* Begin *

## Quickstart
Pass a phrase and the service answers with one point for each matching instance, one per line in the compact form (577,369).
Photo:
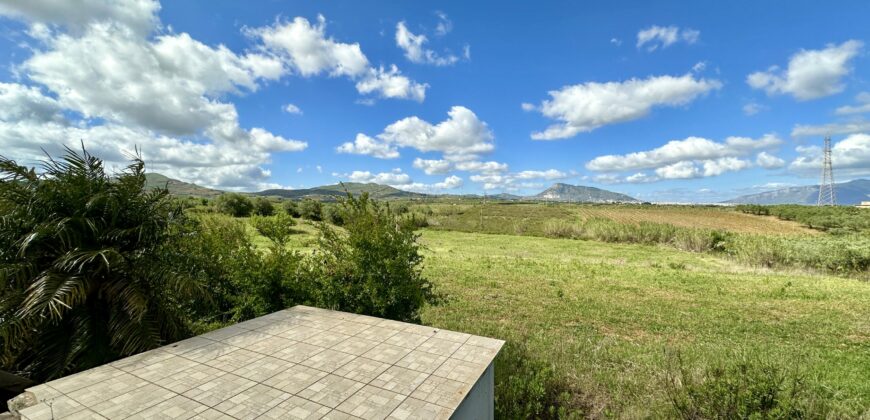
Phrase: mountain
(332,192)
(179,188)
(579,193)
(847,193)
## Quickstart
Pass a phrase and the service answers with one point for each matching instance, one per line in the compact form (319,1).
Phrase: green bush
(234,204)
(84,266)
(291,208)
(311,209)
(372,266)
(745,386)
(263,207)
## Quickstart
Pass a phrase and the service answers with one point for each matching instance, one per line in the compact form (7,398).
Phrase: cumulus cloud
(460,136)
(292,109)
(415,50)
(307,50)
(811,74)
(655,37)
(849,156)
(769,161)
(678,151)
(103,80)
(587,106)
(138,15)
(845,127)
(516,181)
(863,105)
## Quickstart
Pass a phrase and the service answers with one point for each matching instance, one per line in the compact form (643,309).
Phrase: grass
(606,317)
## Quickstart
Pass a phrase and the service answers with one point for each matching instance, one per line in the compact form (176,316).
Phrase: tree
(263,207)
(234,204)
(311,210)
(371,266)
(83,266)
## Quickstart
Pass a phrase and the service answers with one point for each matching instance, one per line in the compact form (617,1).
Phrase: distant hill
(579,193)
(848,193)
(332,192)
(179,188)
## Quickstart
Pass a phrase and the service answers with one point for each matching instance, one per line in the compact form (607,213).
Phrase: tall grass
(841,254)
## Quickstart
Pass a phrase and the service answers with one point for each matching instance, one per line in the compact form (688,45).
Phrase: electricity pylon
(826,186)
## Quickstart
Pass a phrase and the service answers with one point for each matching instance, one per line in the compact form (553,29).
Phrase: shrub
(84,267)
(370,267)
(263,207)
(744,386)
(235,205)
(291,208)
(311,210)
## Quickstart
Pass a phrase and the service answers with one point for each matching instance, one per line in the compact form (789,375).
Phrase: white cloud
(863,105)
(679,151)
(587,106)
(460,136)
(306,49)
(516,181)
(292,109)
(753,108)
(811,74)
(365,145)
(850,157)
(138,15)
(769,161)
(665,36)
(847,127)
(416,52)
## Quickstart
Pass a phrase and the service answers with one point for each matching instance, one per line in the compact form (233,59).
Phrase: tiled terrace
(300,363)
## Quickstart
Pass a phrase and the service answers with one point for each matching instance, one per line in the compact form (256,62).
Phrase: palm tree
(85,276)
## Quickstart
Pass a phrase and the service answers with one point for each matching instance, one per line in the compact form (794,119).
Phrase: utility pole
(826,186)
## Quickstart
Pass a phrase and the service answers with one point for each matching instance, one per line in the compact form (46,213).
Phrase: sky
(672,101)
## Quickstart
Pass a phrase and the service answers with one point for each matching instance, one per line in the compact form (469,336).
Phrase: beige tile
(355,345)
(460,370)
(378,334)
(328,360)
(107,389)
(326,339)
(297,409)
(176,408)
(218,389)
(442,391)
(126,404)
(190,378)
(52,408)
(295,378)
(406,339)
(362,369)
(212,351)
(400,380)
(350,327)
(235,360)
(331,390)
(387,353)
(263,368)
(252,402)
(439,346)
(186,345)
(371,403)
(80,380)
(414,409)
(421,361)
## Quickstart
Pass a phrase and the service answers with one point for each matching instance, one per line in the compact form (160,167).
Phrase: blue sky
(677,101)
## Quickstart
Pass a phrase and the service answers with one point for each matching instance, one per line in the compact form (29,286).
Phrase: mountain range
(847,193)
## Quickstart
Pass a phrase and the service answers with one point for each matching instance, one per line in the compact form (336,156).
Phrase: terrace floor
(300,363)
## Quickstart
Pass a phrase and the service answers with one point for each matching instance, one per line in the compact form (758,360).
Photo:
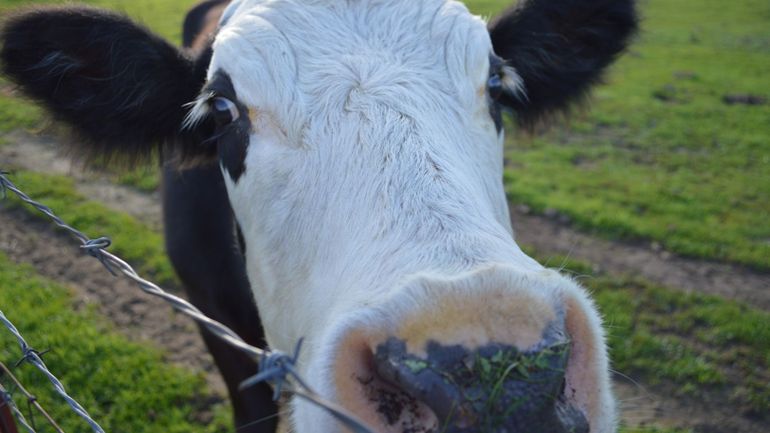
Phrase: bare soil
(142,317)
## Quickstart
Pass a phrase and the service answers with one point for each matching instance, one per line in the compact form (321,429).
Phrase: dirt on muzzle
(495,388)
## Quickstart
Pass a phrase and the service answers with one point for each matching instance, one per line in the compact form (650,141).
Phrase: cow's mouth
(453,390)
(378,402)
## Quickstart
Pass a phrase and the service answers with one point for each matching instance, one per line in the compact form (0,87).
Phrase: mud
(137,315)
(144,318)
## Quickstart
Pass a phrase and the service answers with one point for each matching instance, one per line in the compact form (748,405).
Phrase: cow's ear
(119,86)
(559,48)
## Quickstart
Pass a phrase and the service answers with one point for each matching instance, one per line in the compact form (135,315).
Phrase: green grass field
(659,157)
(123,385)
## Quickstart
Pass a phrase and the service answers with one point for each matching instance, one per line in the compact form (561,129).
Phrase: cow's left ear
(120,87)
(559,48)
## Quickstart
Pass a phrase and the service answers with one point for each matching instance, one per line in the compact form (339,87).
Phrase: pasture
(669,159)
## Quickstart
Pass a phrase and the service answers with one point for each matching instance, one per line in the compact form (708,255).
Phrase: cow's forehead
(289,45)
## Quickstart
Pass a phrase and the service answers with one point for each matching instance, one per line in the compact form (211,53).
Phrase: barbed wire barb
(275,367)
(31,399)
(31,356)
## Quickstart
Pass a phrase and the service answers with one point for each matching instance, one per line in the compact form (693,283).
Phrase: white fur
(372,161)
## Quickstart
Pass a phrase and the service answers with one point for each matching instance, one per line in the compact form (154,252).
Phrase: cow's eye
(495,85)
(224,110)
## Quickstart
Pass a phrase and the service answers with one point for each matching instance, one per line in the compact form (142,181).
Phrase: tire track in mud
(143,317)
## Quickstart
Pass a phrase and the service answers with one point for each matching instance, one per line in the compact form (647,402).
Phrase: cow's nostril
(495,388)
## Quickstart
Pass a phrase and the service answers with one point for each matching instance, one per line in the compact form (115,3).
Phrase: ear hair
(119,87)
(560,48)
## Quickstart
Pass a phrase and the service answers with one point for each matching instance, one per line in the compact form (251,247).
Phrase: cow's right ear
(121,88)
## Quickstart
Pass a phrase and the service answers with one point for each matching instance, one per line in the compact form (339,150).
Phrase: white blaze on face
(373,161)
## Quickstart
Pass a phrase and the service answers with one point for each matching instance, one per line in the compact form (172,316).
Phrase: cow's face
(362,152)
(363,161)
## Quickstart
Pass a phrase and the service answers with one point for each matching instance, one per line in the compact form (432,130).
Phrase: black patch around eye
(232,139)
(495,75)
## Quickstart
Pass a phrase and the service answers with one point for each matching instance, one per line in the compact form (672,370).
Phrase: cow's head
(361,145)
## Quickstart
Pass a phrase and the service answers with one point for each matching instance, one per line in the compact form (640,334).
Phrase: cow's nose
(495,388)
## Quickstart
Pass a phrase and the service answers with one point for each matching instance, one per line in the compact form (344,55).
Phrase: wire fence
(276,368)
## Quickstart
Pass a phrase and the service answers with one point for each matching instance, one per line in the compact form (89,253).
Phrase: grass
(659,156)
(686,343)
(689,344)
(125,386)
(132,240)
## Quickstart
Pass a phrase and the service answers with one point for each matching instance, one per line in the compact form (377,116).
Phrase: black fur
(119,86)
(560,48)
(233,138)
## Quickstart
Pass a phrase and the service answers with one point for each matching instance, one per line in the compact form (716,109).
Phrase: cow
(332,174)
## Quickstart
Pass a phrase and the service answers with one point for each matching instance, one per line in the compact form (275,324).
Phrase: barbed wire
(31,399)
(275,367)
(7,398)
(32,356)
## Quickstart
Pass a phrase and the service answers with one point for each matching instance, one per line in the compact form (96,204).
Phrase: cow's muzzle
(496,388)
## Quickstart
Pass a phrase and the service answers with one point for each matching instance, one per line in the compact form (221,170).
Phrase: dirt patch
(642,407)
(142,317)
(549,236)
(139,316)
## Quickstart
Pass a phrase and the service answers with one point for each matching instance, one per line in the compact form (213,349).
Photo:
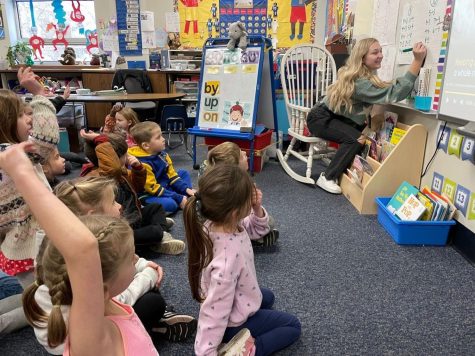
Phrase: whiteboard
(458,94)
(229,88)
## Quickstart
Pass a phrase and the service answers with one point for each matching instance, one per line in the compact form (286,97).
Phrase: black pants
(325,124)
(153,224)
(150,308)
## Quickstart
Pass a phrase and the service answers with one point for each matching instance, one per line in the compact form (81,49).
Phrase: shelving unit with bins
(404,163)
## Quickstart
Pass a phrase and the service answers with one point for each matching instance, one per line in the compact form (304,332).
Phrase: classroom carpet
(354,290)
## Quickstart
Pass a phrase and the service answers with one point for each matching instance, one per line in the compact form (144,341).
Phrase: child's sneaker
(267,240)
(169,224)
(169,245)
(175,327)
(242,344)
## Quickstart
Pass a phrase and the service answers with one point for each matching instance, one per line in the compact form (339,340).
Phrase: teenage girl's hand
(256,202)
(183,203)
(159,270)
(190,191)
(90,135)
(419,51)
(29,80)
(14,159)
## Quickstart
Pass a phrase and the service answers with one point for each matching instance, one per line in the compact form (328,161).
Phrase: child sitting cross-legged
(87,262)
(109,158)
(230,153)
(164,185)
(95,195)
(221,268)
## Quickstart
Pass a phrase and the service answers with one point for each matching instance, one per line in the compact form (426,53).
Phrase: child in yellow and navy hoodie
(163,184)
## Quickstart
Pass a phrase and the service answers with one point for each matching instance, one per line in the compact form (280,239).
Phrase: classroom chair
(306,71)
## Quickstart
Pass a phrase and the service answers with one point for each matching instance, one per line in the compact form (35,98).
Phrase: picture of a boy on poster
(297,14)
(191,15)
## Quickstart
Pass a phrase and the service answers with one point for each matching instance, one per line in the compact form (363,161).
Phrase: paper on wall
(147,21)
(172,22)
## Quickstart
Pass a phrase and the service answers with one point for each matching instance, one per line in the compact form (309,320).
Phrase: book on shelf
(397,135)
(411,209)
(401,195)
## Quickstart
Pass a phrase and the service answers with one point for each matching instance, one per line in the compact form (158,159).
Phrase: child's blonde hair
(130,115)
(80,194)
(115,246)
(223,191)
(11,108)
(224,153)
(340,92)
(143,131)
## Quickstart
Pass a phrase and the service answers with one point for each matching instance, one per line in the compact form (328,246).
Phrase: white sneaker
(169,245)
(331,186)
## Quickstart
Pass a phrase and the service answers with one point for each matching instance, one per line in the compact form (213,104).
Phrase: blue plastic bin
(412,232)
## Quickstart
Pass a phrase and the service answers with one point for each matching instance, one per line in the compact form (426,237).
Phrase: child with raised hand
(95,195)
(221,268)
(164,185)
(94,263)
(18,248)
(230,153)
(120,120)
(109,158)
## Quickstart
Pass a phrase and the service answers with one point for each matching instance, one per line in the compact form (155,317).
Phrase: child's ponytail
(200,247)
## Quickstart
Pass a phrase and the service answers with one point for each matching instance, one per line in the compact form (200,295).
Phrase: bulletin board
(285,22)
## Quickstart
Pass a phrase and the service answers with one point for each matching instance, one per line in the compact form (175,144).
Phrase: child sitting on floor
(221,268)
(164,185)
(230,153)
(95,195)
(120,120)
(109,158)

* End *

- **Brief**
How many lines of the material above contain the string "black", with case counting? Reply with the number alone.

- **Final result**
3